ESTRATTO DEL DOCUMENTO:
* * *
Tuttavia è urgente rafforzare la capacità di fare politica e di abilitare quartieri, città, persone a farsi coscienza e voce politica. Se oggi assistiamo a un’esplosione delle diseguaglianze sempre più violente e che erigono muri nella società e tra regioni e quartieri è innanzitutto per il venir meno della voce dei ceti sociali più popolari come dimostra la stessa frase del top miliardario Warren Buffet: “E’ in corso una lotta di classe, ma è la mia classe, la classe ricca, che sta facendo la guerra, e stiamo vincendo”.

Serve allora farsi politica per almeno due motivi.

Il primo è che non si può scaricare il peso di decenni di deresponsabilizzazione dell’economia e di conseguente esplosione delle diseguaglianze tutto sul welfare e, dentro il welfare, su un Terzo settore chiamato a lavorare sempre più in emergenza, sempre più per bandi e sempre meno per realizzare e garantire servizi. I problemi vanno affrontati innanzitutto a monte, perché già nell’ideologia (così la definiva Aldo Moro) alla base della costituzione, libertà e giustizia sociale sono un'unica lotta. Serve smarcare l’economia dal dominio della finanziarizzazione e della speculazione, serve un fisco veramente equo e non legalmente eludibile, serve garantire a tutti contratti veri e che garantiscano un’esistenza libera e dignitosa. Se un manager può prendere una buonuscita 10mila volte quella di un lavoratore significa che il lavoro viene spesso impoverito a monte da un’economia avida, dal prevalere della greed economy.
* * *
VOCI DEL DATASET:
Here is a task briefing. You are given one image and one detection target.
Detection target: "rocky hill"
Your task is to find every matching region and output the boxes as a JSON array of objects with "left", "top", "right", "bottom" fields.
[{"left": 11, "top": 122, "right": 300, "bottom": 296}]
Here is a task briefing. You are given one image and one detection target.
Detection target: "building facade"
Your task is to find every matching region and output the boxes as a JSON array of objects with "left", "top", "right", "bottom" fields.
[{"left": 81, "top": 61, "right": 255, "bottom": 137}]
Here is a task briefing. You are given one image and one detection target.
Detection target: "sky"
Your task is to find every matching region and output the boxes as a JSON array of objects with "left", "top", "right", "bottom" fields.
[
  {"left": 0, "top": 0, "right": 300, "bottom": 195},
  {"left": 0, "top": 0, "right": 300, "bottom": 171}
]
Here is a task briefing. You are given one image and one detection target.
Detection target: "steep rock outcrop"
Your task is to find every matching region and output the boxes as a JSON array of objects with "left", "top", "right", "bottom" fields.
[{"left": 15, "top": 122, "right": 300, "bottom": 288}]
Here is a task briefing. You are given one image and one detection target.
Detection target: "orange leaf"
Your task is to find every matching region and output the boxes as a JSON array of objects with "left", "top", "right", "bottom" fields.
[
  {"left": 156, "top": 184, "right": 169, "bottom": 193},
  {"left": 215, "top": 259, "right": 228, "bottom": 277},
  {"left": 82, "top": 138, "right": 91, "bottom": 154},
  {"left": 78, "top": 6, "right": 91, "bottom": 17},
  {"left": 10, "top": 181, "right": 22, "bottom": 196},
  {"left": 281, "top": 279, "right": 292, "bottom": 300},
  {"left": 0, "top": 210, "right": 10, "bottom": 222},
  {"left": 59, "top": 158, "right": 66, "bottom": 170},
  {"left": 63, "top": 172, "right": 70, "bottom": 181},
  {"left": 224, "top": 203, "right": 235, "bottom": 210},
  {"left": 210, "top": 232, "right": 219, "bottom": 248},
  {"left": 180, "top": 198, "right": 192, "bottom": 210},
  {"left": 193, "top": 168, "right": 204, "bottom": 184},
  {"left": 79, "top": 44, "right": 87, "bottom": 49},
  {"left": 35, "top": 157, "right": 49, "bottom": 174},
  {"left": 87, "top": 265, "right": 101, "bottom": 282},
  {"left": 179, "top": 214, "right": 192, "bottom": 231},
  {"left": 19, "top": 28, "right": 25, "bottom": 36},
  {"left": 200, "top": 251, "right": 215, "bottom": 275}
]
* * *
ATTIVITÀ DA SVOLGERE:
1) Secondo l'estratto del documento, per quanti motivi serve farsi politica?
2) Riproduca fedelmente il passo dell'estratto del documento che si apre con le parole contenenti "Tuttavia è urgente" e si chiude con "almeno due motivi.".

SOLUZIONI DELL'ESERCIZIO:
1) Per almeno due motivi.

2)
Tuttavia è urgente rafforzare la capacità di fare politica e di abilitare quartieri, città, persone a farsi coscienza e voce politica. Se oggi assistiamo a un’esplosione delle diseguaglianze sempre più violente e che erigono muri nella società e tra regioni e quartieri è innanzitutto per il venir meno della voce dei ceti sociali più popolari come dimostra la stessa frase del top miliardario Warren Buffet: “E’ in corso una lotta di classe, ma è la mia classe, la classe ricca, che sta facendo la guerra, e stiamo vincendo”.

Serve allora farsi politica per almeno due motivi.